SEZIONE DI TESTO:
══════════════════════════════

Parma, 6 agosto 2024 – I terremoti si possono “prevedere”? Si possono cioè individuare e riconoscere segnali che possono essere ragionevolmente considerati “avvisaglie”? Queste domande, tra le più rilevanti e ricorrenti in ambito sismologico, hanno motivato due studi guidati dall’Università di Parma, recentemente pubblicati sul “Journal of Geophysical Research: Solid Earth” e su “Scientific Reports”, e incentrati su due dei terremoti più significativi d’inizio millennio: quello dell’Aquila del 2009 (magnitudo 6.3) e quello del Sichuan del 2008 (magnitudo 7.9).
Primo autore di entrambi è Giampiero Iaffaldano, docente di Geofisica della Terra solida dell’Unità di Scienze della Terra al Dipartimento di Scienze Chimiche, della Vita e della Sostenibilità Ambientale dell’Università di Parma.
Il primo studio è intitolato Variations of Whole–Adria Microplate Motion During the Interseismic Phase Preceding the MW 6.3, 6 April 2009 L’Aquila (Italy) Earthquake, ed è uscito a giugno sul “Journal of Geophysical Research: Solid Earth”. Il secondo, intitolato Impact of the 2008 MW 7.9 Great Wenchuan earthquake on South China microplate motion, è stato pubblicato a luglio su “Scientific Reports”.

══════════════════════════════

DATI REGISTRATI:
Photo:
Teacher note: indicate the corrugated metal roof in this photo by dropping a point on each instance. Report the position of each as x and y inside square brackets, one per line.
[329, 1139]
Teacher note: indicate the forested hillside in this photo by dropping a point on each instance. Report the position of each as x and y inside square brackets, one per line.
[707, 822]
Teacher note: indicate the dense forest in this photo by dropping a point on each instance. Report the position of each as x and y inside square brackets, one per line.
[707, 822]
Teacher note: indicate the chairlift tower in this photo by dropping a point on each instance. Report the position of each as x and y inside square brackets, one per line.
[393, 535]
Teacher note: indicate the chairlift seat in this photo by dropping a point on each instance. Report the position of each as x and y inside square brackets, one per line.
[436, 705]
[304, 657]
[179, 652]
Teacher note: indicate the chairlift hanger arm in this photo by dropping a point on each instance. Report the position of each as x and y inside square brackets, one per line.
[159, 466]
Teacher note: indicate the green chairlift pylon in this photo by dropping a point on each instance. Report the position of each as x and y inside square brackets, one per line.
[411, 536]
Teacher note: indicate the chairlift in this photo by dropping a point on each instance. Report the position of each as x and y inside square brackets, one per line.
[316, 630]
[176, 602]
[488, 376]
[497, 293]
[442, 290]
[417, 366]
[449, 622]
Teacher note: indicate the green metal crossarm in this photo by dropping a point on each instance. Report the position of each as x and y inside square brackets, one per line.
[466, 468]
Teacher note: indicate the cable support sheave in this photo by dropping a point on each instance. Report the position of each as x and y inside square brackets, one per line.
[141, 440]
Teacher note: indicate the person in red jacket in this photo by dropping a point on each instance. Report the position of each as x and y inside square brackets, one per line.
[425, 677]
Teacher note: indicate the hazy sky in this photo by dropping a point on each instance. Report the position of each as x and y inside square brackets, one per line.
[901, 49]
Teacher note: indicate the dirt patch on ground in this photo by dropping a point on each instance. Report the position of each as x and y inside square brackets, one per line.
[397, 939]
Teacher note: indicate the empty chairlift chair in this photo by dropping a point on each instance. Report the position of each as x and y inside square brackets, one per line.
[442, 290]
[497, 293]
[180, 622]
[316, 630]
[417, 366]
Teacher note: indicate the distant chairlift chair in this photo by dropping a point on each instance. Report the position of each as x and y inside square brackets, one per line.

══════════════════════════════

CONSEGNA:
Rispondi a queste domande sul testo dedicato ai due studi sismologici:
(a) Quale magnitudo ebbe il terremoto del Sichuan del 2008?
(b) Quale materia insegna Giampiero Iaffaldano all'Università di Parma?
(c) In che mese è uscito lo studio sul terremoto dell'Aquila?
Per rispondere serve soltanto il testo.

ESERCIZIO SVOLTO:
(a) Magnitudo 7.9.
(b) Geofisica della Terra solida.
(c) A giugno.